◆ Metin:

--*--

4 gün oldu hala ikinci bir emir yok. Bu işi tezgahlayanlar itibar infazı yapacakları Sinan Ateş için yanındaki bacanağıyla ilgili. Ki bunlar daha önce Sinan Ateş'e Fethullahçı diyen adamlar. O ekibi herkes biliyor parti içinde.
Çayır: Yaşadığımız bir tecrübe var
Konuya ilişkin yorumlarda bulunan Milli Yol Partisi Genel Başkanı Remzi Çayır ise açıklamalarında suskunluğu eleştirdi ve Muhsin Yazıcıoğlu cinayetinin aydınlatılmadığını söyledi.
Çayır şu ifadeleri kullandı:
Görev yaptığımız sırada rahmetli Genel Başkan (Muhsin Yazıcıoğlu) ne yazık ki dağda bırakıldı. Dağda bırakıldığının tabii ki daha sonra farkına vardık. İlk başta biz orada ararken bir aramamanın bir bulmamanın çabası olduğunu ilk başta sezemedik doğrusu.
Yaşadığımız bir tecrübe var. Dosya kapatılmak üzere. Oradan yola çıkarak üzülerek ifade etmeliyim ki bu anlayışla ben gerçek faillerin bulunacağına inanamıyorum. Sinan Ateş kardeşimizin suikastı dosyası da ne yazık ki rafa kaldırılacak. Orada yaşları 17-25-30 neyse olan birkaç genç öne çıkarılacak. Bunlar suçlu diye ilan edilecekler. Doğru da bu adamla tarla davan mı vardı tanımadık bir insanı Ankara'nın orta yerinde öldürüyorsun.

--*--

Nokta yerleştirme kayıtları
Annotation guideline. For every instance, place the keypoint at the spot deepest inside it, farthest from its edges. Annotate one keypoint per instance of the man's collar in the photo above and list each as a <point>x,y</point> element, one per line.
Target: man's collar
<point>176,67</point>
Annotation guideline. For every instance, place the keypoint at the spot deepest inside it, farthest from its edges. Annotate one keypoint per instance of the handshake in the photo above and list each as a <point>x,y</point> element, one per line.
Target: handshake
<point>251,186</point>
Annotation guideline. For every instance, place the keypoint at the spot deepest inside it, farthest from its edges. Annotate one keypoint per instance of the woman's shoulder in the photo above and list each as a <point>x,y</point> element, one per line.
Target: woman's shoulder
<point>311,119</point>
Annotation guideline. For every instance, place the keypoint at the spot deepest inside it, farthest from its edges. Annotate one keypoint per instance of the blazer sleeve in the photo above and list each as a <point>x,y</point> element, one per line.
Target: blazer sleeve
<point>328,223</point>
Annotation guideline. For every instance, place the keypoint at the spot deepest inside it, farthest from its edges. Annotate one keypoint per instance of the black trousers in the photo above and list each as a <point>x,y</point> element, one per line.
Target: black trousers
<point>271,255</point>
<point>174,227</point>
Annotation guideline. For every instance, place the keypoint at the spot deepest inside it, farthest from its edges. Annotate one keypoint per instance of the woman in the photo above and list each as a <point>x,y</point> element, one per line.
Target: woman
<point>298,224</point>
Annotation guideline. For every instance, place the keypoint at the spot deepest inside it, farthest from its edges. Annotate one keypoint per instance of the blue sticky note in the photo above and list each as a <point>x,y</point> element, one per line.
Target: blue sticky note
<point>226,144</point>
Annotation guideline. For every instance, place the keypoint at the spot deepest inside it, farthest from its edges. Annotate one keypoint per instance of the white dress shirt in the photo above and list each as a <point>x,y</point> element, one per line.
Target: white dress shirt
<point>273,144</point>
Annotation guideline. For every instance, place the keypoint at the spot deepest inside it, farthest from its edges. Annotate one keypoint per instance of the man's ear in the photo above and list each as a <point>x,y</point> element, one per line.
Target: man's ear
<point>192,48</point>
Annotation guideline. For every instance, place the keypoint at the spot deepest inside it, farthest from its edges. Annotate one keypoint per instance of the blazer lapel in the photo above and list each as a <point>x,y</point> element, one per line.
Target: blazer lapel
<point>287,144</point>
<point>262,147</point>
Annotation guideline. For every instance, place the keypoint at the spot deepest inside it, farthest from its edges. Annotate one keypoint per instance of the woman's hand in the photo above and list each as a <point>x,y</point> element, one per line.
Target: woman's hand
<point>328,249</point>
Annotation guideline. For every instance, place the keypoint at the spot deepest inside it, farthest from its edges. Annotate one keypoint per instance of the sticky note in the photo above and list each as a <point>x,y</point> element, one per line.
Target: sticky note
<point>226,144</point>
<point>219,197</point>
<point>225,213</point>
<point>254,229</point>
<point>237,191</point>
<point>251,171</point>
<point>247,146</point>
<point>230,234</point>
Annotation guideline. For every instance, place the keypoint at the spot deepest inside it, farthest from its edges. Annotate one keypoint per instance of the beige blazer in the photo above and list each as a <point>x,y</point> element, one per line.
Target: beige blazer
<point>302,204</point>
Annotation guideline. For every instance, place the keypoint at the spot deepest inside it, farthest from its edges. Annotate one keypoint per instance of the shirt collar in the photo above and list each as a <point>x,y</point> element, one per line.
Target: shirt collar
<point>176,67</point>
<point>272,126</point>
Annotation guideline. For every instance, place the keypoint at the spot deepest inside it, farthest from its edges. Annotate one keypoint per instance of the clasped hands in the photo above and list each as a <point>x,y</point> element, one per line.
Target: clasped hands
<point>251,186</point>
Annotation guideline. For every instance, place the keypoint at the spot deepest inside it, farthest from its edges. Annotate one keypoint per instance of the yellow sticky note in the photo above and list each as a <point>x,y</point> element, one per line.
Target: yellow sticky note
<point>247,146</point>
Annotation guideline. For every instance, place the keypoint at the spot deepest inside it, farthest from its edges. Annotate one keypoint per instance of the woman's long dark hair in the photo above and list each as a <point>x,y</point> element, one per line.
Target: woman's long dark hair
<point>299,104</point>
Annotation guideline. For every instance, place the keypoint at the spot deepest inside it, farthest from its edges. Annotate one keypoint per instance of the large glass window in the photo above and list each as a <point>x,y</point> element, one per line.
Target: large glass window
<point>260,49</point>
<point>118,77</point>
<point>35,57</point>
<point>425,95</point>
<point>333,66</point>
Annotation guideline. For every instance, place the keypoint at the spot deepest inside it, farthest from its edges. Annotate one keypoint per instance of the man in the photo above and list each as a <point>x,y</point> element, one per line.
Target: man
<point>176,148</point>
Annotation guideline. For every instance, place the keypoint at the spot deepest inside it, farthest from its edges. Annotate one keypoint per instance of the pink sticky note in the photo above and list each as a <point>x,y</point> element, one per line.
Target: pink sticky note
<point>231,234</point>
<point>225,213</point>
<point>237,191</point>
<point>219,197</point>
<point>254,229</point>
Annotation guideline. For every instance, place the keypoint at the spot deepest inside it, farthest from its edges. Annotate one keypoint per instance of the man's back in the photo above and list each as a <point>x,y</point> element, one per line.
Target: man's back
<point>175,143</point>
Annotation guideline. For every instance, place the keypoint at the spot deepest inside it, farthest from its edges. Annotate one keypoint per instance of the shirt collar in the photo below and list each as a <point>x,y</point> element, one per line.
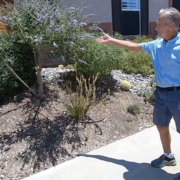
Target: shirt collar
<point>171,41</point>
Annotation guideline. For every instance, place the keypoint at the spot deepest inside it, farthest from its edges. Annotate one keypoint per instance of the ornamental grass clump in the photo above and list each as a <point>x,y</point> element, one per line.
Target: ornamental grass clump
<point>80,102</point>
<point>46,27</point>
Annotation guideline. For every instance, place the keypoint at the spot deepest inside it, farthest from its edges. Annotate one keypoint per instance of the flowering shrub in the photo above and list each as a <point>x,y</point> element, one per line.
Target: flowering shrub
<point>19,61</point>
<point>44,26</point>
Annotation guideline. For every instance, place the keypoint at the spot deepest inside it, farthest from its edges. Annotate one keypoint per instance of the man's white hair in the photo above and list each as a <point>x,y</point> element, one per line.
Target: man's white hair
<point>172,15</point>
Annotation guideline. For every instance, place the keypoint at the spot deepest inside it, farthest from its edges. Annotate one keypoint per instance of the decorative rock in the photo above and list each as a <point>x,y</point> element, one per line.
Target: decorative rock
<point>61,66</point>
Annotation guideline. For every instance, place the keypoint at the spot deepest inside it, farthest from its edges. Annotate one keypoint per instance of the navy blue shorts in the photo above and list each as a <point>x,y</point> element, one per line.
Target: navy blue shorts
<point>167,105</point>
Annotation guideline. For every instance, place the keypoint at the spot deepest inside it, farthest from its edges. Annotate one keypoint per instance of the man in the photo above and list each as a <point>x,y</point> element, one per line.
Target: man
<point>165,56</point>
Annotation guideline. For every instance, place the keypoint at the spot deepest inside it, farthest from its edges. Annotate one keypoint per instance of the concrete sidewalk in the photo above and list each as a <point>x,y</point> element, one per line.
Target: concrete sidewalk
<point>126,159</point>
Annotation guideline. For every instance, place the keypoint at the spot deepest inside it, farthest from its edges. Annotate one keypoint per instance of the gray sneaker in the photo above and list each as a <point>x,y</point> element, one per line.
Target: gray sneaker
<point>163,161</point>
<point>177,178</point>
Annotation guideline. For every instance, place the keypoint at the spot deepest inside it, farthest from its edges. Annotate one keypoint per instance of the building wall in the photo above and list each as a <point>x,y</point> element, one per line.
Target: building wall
<point>155,6</point>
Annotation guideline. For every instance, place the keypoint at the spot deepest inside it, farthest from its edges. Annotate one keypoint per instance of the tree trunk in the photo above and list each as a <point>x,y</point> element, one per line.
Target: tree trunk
<point>40,82</point>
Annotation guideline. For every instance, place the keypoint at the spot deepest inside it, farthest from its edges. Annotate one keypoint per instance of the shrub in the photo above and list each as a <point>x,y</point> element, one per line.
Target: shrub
<point>133,109</point>
<point>20,58</point>
<point>45,26</point>
<point>138,62</point>
<point>125,85</point>
<point>96,58</point>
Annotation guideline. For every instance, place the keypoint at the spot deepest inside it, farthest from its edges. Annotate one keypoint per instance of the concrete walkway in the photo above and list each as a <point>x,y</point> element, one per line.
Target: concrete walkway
<point>126,159</point>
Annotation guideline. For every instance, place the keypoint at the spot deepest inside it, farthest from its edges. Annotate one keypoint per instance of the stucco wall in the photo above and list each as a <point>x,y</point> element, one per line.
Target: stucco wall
<point>155,6</point>
<point>102,9</point>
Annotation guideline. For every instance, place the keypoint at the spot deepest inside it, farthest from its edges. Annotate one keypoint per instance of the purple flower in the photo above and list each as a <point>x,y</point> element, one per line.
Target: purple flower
<point>48,30</point>
<point>54,44</point>
<point>72,8</point>
<point>82,49</point>
<point>9,60</point>
<point>87,17</point>
<point>84,36</point>
<point>81,61</point>
<point>73,22</point>
<point>62,58</point>
<point>61,28</point>
<point>98,29</point>
<point>70,42</point>
<point>38,39</point>
<point>57,14</point>
<point>82,24</point>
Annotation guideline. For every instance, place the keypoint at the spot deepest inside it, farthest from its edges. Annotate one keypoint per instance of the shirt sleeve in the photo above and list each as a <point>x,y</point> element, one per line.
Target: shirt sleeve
<point>148,47</point>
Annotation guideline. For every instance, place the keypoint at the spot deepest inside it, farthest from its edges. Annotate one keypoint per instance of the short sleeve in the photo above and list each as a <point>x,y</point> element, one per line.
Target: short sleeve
<point>148,47</point>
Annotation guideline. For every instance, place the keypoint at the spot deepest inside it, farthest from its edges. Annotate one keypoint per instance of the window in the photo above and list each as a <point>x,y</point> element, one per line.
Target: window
<point>130,5</point>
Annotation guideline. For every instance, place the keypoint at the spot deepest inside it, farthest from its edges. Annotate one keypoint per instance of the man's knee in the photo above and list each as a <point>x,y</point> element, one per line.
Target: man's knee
<point>162,129</point>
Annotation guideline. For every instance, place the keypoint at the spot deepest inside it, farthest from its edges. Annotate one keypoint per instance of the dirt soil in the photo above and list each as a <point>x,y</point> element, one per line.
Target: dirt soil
<point>35,135</point>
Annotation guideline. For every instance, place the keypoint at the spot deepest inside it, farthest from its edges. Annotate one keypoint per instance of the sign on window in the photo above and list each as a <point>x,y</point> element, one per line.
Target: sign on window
<point>130,5</point>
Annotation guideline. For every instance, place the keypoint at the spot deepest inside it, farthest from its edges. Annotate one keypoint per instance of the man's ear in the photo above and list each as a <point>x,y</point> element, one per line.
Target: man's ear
<point>172,25</point>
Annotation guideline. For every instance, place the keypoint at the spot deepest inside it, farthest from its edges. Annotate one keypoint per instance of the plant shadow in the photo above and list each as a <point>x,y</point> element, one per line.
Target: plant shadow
<point>47,142</point>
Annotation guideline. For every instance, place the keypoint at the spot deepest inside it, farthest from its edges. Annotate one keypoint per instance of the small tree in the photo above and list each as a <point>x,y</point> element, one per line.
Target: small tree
<point>46,26</point>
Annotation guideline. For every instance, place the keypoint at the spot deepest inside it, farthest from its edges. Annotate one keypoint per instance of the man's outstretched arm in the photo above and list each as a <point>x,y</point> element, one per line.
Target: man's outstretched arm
<point>106,39</point>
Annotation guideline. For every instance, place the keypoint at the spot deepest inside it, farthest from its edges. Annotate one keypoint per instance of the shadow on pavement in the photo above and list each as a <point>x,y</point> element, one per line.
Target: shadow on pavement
<point>137,171</point>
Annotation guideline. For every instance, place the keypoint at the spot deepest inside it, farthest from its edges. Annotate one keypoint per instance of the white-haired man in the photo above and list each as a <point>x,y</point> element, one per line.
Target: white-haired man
<point>165,56</point>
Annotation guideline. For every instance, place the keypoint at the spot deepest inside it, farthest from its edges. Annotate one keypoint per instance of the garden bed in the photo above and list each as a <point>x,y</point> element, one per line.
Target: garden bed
<point>38,135</point>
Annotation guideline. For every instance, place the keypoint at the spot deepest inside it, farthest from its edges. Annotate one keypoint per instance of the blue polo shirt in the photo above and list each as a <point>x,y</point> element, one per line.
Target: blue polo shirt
<point>165,56</point>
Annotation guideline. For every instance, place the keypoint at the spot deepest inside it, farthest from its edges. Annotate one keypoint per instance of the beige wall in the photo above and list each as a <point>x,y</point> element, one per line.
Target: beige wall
<point>155,6</point>
<point>102,9</point>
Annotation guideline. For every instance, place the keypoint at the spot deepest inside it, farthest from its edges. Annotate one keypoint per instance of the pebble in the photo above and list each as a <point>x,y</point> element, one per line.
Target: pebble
<point>138,82</point>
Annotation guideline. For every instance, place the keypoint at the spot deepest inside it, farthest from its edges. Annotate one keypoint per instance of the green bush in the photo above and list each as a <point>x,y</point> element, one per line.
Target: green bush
<point>96,58</point>
<point>80,102</point>
<point>133,109</point>
<point>138,62</point>
<point>19,57</point>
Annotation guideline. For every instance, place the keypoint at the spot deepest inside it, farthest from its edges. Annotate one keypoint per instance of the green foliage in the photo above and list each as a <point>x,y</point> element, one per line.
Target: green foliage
<point>125,85</point>
<point>133,109</point>
<point>96,58</point>
<point>19,57</point>
<point>138,62</point>
<point>79,103</point>
<point>44,27</point>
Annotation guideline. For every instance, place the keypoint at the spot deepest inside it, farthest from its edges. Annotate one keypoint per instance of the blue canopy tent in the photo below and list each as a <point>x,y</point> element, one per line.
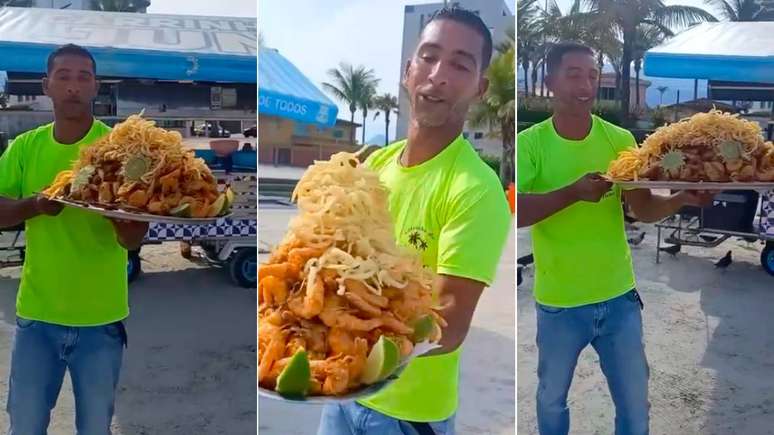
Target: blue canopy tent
<point>737,58</point>
<point>138,46</point>
<point>285,92</point>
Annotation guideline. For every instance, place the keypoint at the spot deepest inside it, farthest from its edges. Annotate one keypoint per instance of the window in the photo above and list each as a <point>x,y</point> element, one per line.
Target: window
<point>300,129</point>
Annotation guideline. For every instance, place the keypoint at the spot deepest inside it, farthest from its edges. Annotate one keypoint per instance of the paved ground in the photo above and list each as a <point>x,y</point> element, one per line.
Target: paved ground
<point>486,390</point>
<point>191,357</point>
<point>708,340</point>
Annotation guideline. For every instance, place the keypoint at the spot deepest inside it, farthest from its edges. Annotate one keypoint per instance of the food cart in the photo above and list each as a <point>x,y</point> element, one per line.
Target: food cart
<point>737,60</point>
<point>177,69</point>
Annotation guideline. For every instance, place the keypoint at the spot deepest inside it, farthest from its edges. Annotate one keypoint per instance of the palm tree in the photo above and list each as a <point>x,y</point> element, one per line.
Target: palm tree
<point>528,35</point>
<point>497,110</point>
<point>661,90</point>
<point>386,104</point>
<point>741,10</point>
<point>628,15</point>
<point>349,84</point>
<point>647,38</point>
<point>120,5</point>
<point>366,101</point>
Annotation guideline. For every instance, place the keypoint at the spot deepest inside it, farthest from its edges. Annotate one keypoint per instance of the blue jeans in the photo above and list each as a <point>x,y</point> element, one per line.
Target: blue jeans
<point>351,418</point>
<point>41,354</point>
<point>614,329</point>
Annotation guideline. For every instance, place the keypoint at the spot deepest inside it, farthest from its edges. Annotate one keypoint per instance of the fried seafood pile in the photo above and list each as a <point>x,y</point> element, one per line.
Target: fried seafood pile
<point>338,282</point>
<point>713,146</point>
<point>141,167</point>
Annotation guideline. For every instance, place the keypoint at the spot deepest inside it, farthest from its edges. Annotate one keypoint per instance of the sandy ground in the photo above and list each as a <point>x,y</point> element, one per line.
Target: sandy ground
<point>487,378</point>
<point>191,357</point>
<point>708,340</point>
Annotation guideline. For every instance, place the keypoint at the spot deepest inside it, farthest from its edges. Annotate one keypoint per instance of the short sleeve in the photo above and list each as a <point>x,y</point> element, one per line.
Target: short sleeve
<point>526,163</point>
<point>11,170</point>
<point>472,240</point>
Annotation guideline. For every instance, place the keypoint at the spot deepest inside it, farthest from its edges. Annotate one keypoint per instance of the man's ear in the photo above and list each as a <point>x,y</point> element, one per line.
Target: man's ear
<point>404,81</point>
<point>44,84</point>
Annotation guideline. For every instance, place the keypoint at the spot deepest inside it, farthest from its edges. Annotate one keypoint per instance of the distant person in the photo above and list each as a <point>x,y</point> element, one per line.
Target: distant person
<point>450,208</point>
<point>73,293</point>
<point>584,285</point>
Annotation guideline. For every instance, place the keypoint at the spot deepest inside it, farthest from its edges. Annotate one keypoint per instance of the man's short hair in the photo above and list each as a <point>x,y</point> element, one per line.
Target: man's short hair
<point>557,52</point>
<point>473,21</point>
<point>71,50</point>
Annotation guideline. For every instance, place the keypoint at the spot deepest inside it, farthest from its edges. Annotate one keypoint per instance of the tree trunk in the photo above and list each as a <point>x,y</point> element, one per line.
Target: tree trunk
<point>506,162</point>
<point>626,62</point>
<point>525,66</point>
<point>365,113</point>
<point>637,66</point>
<point>601,65</point>
<point>386,127</point>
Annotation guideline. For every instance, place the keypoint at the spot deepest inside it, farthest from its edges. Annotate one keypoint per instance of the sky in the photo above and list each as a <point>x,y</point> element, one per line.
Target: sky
<point>317,35</point>
<point>685,87</point>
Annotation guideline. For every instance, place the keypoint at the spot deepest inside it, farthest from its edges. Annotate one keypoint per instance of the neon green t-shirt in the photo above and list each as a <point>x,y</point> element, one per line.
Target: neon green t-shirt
<point>581,253</point>
<point>453,211</point>
<point>74,271</point>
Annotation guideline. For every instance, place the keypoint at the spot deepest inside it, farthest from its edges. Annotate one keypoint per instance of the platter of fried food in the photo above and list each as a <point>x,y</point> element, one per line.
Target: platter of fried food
<point>708,151</point>
<point>144,173</point>
<point>342,308</point>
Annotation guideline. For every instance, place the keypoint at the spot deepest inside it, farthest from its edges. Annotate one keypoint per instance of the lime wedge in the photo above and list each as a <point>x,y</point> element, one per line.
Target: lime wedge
<point>182,210</point>
<point>295,377</point>
<point>382,361</point>
<point>423,327</point>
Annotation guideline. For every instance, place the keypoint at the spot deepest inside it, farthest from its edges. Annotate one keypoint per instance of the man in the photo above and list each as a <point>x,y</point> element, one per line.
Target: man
<point>451,208</point>
<point>73,293</point>
<point>584,283</point>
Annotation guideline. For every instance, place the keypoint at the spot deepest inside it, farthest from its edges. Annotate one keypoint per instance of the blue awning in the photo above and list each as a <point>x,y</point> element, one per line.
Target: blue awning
<point>129,45</point>
<point>286,92</point>
<point>728,51</point>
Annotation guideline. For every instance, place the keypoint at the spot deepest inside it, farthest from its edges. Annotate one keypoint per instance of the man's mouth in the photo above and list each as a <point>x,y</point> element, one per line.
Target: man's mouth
<point>430,98</point>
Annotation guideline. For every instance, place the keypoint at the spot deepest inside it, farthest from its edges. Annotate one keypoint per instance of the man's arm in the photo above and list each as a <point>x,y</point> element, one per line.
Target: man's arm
<point>14,212</point>
<point>130,234</point>
<point>464,294</point>
<point>533,208</point>
<point>648,207</point>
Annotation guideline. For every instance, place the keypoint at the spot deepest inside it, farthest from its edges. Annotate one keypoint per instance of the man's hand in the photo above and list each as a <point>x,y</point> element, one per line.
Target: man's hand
<point>590,188</point>
<point>464,294</point>
<point>129,233</point>
<point>45,206</point>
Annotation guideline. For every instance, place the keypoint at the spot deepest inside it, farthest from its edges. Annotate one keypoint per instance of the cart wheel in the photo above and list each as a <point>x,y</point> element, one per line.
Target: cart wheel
<point>767,258</point>
<point>243,268</point>
<point>133,266</point>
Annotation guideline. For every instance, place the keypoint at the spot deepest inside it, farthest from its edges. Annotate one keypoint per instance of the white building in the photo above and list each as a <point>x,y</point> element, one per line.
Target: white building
<point>497,16</point>
<point>78,4</point>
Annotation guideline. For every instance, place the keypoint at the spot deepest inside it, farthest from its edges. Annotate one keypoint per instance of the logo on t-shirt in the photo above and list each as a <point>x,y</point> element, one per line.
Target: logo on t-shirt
<point>419,238</point>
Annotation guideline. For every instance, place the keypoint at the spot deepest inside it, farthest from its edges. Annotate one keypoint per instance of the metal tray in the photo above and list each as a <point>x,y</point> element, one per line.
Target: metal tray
<point>115,212</point>
<point>699,185</point>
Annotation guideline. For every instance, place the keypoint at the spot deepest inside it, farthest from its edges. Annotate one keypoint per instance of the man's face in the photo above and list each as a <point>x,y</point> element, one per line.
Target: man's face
<point>574,84</point>
<point>444,76</point>
<point>71,85</point>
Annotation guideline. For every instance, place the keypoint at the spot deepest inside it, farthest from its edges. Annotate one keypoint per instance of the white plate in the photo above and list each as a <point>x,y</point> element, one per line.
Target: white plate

--*--

◆ Yazılı Alıştırma A: Sinan Ateş suikastıyla ilgili metinde "Yaşadığımız bir tecrübe var." sözcüklerinden "orta yerinde öldürüyorsun." sözcüklerine kadar uzanan bölümü hiçbir değişiklik yapmadan yeniden yazınız.
◆ Yazılı Alıştırma B: Sinan Ateş suikastıyla ilgili metne göre Remzi Çayır hangi partinin genel başkanıdır?

◆ Doğru Cevap A:
Yaşadığımız bir tecrübe var. Dosya kapatılmak üzere. Oradan yola çıkarak üzülerek ifade etmeliyim ki bu anlayışla ben gerçek faillerin bulunacağına inanamıyorum. Sinan Ateş kardeşimizin suikastı dosyası da ne yazık ki rafa kaldırılacak. Orada yaşları 17-25-30 neyse olan birkaç genç öne çıkarılacak. Bunlar suçlu diye ilan edilecekler. Doğru da bu adamla tarla davan mı vardı tanımadık bir insanı Ankara'nın orta yerinde öldürüyorsun.

◆ Doğru Cevap B: Milli Yol Partisi